# [PASSAGE]
◆ ◆ ◆ ◆ ◆
Working with lists in Python

Fatima Ali's photo
Fatima Ali
·Jan 3, 2023·

4 min read

A list in Python is a collection of items in a particular order, used to collect multiple units into a single variable making it easier to access and work with all together. A list is represented by square brackets - '[]' and contains comma-separated values which can be accessed individually.

Now, you may be wondering what the point is in using lists when arrays are much faster. Well, that is because the elements stored in an array are homogeneous i.e. they have the same datatype, whereas a list can contain all sorts of data regardless of its data type, which makes it much more efficient to group certain information together.

~ Accessing elements in a list

Since lists are collections of items, you can access any element in a list by telling python its position or index. Indexing always begins at 0. This is because an index is simply the distance of an element from the starting point. Since the first element is positioned at the start, the distance becomes 0 and therefore the index becomes 0. Take a look at the following code sample :

new_list = ['Jake', 'Amy', 'Charles'] #note the square brackets
print(new_list)
◆ ◆ ◆ ◆ ◆
# [DATA PROVIDED]
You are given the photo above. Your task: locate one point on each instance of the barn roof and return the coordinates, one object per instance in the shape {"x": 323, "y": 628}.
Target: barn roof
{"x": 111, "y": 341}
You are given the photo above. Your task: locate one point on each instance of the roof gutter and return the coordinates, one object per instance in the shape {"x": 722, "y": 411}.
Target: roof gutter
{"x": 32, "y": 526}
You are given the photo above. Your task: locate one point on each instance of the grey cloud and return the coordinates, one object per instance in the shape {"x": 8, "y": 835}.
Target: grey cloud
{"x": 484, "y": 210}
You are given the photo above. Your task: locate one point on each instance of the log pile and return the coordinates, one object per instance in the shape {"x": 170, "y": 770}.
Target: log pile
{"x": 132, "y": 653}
◆ ◆ ◆ ◆ ◆
# [PARTS OF THE EXERCISE]
A) State whether each statement agrees with the article on Python lists, answering yes or no and quoting the words of the article that decide it: (i) Indexing in a list begins at 1. (ii) A list is represented by square brackets. (iii) The items stored in an array can have different datatypes.
B) Return the part of the article on Python lists starting at "Working with lists" and ending at "be accessed individually.".
C) List every value stored in new_list in the article on Python lists.
The entries have nothing to do with the article on Python lists.

# [ANSWERS PER TASK]
A)
(i) No: "Indexing always begins at 0."
(ii) Yes: "A list is represented by square brackets"
(iii) No: "the elements stored in an array are homogeneous i.e. they have the same datatype"

B)
Working with lists in Python

Fatima Ali's photo
Fatima Ali
·Jan 3, 2023·

4 min read

A list in Python is a collection of items in a particular order, used to collect multiple units into a single variable making it easier to access and work with all together. A list is represented by square brackets - '[]' and contains comma-separated values which can be accessed individually.

C)
- Jake
- Amy
- Charles